* _Objective_:
List every line in the material below that contains the string "deck", copying each matching line in full. Matching is case-sensitive.

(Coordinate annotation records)
▶
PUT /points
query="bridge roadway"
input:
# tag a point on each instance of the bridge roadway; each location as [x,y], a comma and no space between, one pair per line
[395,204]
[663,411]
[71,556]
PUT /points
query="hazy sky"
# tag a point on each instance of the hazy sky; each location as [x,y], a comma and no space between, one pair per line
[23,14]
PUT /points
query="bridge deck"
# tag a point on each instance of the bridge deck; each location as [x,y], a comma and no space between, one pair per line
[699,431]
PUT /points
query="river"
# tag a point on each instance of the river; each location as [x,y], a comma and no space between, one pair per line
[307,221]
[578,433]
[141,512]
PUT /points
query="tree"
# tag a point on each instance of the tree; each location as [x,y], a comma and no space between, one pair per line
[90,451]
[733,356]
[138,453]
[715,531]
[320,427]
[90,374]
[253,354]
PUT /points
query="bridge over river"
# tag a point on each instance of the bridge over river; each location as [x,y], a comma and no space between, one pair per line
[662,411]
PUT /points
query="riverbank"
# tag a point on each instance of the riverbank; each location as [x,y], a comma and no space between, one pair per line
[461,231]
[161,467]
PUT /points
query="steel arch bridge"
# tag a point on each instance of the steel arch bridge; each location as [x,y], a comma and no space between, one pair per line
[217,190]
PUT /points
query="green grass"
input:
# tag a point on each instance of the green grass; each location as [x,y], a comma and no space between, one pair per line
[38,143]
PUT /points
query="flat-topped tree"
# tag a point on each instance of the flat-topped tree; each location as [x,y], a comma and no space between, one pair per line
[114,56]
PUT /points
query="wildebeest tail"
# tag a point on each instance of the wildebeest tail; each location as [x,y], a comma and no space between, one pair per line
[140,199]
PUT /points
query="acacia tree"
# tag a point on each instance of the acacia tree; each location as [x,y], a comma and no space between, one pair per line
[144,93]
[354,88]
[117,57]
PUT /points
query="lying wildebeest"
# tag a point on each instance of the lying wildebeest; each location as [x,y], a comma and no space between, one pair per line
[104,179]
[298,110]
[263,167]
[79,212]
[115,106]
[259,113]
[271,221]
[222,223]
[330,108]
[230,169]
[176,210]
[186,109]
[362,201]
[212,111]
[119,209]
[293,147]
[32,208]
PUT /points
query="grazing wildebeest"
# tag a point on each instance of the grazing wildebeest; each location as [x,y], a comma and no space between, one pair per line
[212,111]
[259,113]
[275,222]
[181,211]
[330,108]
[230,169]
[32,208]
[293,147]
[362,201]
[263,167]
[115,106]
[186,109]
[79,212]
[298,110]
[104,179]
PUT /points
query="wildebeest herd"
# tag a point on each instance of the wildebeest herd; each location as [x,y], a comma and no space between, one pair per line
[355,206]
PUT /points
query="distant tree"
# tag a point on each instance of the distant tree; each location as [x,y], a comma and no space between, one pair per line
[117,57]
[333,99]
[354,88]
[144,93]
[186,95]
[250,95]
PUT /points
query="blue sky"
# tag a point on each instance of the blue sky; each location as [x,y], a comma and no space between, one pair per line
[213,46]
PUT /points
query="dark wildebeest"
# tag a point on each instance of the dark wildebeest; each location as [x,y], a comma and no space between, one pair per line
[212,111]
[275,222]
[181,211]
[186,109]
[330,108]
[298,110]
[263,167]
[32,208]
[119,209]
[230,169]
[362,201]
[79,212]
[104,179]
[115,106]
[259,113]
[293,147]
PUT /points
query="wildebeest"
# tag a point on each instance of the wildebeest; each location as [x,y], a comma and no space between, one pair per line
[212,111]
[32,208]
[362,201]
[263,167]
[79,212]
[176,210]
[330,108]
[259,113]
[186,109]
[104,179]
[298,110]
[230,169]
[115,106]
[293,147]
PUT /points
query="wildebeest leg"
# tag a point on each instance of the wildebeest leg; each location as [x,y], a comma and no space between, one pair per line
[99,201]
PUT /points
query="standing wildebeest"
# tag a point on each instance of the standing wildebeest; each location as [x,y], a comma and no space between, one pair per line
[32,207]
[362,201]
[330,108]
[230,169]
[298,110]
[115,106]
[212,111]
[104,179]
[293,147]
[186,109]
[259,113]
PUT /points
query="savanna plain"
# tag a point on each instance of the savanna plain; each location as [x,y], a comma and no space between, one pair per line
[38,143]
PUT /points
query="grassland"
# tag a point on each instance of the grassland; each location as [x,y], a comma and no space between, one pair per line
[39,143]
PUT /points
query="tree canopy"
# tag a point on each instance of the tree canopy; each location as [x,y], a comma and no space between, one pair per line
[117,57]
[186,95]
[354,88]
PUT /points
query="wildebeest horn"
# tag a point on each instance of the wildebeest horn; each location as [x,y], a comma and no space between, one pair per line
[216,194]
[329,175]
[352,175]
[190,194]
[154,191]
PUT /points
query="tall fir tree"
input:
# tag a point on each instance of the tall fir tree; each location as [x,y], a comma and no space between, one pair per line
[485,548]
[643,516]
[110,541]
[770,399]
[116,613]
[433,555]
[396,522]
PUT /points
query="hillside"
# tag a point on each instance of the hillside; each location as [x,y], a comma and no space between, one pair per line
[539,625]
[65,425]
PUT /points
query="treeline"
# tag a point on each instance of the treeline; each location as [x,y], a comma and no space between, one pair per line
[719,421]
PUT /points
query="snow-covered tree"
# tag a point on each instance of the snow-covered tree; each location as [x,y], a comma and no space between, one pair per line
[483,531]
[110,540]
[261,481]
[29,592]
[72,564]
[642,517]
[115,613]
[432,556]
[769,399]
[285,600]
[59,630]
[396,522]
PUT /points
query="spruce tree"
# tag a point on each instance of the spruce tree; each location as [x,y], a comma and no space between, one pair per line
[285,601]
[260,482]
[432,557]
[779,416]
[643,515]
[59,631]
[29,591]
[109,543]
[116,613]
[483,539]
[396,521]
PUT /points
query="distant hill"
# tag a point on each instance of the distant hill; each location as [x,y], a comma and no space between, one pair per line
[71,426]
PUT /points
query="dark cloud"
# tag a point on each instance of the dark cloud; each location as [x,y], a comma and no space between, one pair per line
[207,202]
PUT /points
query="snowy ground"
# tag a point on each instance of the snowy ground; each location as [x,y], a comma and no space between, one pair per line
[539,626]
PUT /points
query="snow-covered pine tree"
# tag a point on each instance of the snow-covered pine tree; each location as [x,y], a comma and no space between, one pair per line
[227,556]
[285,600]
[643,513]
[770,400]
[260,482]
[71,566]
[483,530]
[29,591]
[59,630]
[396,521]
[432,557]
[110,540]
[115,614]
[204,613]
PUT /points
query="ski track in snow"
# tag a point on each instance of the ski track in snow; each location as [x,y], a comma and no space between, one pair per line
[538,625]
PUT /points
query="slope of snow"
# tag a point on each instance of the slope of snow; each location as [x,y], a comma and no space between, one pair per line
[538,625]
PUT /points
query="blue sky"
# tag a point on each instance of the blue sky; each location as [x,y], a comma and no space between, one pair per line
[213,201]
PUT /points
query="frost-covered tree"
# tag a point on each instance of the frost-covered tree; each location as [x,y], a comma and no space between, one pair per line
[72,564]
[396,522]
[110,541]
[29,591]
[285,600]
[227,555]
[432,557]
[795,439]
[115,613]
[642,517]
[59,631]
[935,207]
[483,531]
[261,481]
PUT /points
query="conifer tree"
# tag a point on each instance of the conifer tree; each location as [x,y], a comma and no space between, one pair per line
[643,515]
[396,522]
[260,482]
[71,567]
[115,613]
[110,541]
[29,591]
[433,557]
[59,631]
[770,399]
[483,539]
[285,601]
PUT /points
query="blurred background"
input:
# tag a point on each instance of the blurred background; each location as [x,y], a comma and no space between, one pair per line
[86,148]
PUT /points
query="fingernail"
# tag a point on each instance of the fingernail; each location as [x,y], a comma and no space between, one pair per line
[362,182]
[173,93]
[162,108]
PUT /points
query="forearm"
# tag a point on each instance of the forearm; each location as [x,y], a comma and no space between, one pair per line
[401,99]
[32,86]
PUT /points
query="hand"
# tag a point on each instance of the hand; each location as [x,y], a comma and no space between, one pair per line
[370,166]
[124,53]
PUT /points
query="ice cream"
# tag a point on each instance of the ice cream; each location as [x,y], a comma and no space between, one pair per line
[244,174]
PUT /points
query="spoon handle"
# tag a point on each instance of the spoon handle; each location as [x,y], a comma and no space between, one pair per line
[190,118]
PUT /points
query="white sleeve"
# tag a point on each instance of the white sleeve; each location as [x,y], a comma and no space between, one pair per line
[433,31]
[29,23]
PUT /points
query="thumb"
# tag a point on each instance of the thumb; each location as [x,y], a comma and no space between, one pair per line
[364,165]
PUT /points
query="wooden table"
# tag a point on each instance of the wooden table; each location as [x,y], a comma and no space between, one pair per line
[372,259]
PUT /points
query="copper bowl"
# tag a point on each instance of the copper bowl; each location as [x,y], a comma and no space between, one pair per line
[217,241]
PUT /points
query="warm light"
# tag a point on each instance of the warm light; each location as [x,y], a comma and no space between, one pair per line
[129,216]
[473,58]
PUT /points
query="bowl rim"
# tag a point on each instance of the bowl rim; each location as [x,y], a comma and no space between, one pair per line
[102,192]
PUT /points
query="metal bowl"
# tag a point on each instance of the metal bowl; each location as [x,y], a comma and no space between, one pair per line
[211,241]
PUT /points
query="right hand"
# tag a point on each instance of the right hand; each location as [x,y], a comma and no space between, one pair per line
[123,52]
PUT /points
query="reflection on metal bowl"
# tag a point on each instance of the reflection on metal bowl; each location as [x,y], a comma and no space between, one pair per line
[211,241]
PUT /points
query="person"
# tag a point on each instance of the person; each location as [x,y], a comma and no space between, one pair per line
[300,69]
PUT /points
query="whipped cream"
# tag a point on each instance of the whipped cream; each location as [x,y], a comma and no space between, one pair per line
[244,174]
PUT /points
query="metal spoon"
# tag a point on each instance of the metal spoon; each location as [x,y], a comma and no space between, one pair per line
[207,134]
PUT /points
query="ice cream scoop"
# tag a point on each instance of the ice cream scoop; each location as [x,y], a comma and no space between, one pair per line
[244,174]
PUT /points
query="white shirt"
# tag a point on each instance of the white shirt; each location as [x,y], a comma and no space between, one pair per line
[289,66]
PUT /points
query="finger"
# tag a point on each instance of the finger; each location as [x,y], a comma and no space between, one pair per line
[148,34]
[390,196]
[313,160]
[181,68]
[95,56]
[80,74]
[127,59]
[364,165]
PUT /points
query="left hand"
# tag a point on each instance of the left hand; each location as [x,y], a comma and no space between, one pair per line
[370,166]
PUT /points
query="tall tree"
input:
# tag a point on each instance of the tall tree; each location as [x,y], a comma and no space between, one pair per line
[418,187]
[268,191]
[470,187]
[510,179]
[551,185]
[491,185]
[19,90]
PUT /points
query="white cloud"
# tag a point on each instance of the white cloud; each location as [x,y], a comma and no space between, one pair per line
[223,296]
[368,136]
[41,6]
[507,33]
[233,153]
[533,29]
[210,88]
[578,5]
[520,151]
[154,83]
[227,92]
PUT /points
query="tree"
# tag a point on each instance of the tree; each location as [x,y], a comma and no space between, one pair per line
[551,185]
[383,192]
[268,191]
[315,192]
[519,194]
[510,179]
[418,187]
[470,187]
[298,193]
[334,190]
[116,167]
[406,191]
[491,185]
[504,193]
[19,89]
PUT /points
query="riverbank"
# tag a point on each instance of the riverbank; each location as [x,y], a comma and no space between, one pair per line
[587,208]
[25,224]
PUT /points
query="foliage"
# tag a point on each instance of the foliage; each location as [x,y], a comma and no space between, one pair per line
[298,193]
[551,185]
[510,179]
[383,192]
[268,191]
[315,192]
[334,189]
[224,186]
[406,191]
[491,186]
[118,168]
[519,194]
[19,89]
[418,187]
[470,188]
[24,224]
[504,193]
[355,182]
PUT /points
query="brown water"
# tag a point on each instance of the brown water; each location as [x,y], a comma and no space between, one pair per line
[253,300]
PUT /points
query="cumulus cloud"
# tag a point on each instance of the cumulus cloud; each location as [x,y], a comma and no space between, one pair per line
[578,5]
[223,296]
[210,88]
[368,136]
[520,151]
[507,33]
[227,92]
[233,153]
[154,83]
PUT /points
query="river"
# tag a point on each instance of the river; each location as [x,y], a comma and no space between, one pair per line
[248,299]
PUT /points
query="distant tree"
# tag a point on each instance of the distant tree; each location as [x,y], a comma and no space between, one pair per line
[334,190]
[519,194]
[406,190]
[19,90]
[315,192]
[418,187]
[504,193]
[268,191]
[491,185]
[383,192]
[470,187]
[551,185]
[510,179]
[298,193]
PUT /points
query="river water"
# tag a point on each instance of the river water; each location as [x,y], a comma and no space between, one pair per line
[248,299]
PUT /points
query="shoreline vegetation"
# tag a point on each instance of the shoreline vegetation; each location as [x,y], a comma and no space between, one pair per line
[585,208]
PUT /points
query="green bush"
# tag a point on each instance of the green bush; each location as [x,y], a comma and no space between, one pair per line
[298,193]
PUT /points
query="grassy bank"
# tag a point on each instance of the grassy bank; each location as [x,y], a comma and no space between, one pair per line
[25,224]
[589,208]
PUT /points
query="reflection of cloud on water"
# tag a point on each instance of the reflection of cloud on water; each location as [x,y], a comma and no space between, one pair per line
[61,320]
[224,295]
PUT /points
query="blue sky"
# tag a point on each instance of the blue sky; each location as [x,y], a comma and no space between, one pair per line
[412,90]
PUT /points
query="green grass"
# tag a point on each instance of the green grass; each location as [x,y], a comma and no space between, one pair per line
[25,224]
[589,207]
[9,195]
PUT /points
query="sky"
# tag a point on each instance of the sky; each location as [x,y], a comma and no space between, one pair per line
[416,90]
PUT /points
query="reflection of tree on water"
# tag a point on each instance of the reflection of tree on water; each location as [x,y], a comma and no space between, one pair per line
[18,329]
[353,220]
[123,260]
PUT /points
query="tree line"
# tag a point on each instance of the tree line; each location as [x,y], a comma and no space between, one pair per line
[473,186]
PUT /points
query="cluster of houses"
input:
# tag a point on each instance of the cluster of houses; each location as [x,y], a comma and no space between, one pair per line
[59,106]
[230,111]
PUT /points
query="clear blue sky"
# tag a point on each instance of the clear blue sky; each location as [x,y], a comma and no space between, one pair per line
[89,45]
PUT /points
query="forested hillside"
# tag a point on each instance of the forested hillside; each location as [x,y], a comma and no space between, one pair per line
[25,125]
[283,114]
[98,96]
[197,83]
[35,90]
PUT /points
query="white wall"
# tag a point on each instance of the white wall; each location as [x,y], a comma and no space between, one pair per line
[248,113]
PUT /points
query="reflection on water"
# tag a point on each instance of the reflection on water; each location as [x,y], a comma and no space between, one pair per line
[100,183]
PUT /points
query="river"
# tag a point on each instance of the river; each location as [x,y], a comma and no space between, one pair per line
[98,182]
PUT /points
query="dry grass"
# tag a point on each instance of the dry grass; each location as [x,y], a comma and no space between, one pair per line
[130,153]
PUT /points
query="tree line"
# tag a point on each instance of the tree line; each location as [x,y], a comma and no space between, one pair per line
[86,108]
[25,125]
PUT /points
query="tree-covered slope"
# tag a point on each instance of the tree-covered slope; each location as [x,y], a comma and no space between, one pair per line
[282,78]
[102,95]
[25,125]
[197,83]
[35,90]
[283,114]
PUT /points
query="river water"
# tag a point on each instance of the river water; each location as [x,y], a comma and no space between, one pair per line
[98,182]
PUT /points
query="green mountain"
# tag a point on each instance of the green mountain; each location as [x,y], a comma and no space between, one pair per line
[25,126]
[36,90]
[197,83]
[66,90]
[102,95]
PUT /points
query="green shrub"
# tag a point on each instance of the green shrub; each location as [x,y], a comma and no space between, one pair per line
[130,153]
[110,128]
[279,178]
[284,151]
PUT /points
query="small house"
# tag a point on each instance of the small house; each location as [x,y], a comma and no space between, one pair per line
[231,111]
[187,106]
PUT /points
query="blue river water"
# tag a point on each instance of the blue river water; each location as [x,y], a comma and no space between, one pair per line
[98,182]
◀
* _Complete response_:
query="bridge deck"
# tag a point on each instance of the bridge deck; each location as [x,y], a comma and no space between, one pair per line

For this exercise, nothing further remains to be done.